AVAILABLE DATA »

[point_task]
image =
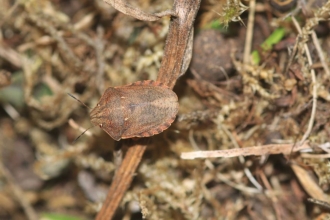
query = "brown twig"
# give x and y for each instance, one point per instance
(122, 180)
(174, 64)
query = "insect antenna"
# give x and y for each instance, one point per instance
(75, 140)
(79, 101)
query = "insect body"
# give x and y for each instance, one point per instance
(141, 109)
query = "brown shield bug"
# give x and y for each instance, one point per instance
(141, 109)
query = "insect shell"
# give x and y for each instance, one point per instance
(141, 109)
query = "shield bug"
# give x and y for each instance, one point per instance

THE EXERCISE »
Extract every line above word for word, leaving out the picture.

RESULT OF THIS EXERCISE »
[point_task]
image =
query = "brown twig"
# give x and y for each instance, one point per instance
(122, 180)
(174, 64)
query = "insect antenna"
# give x and y for each instance, one point per instance
(75, 140)
(79, 101)
query = "insect body"
# give x and y for each instance, one point per instance
(141, 109)
query = "brown shield bug"
# give x and y for each instance, one point per instance
(141, 109)
query = "insect shell"
# give x and y for each instance, one point per instance
(141, 109)
query = "shield bug"
# give x and y for each instance, one point per instance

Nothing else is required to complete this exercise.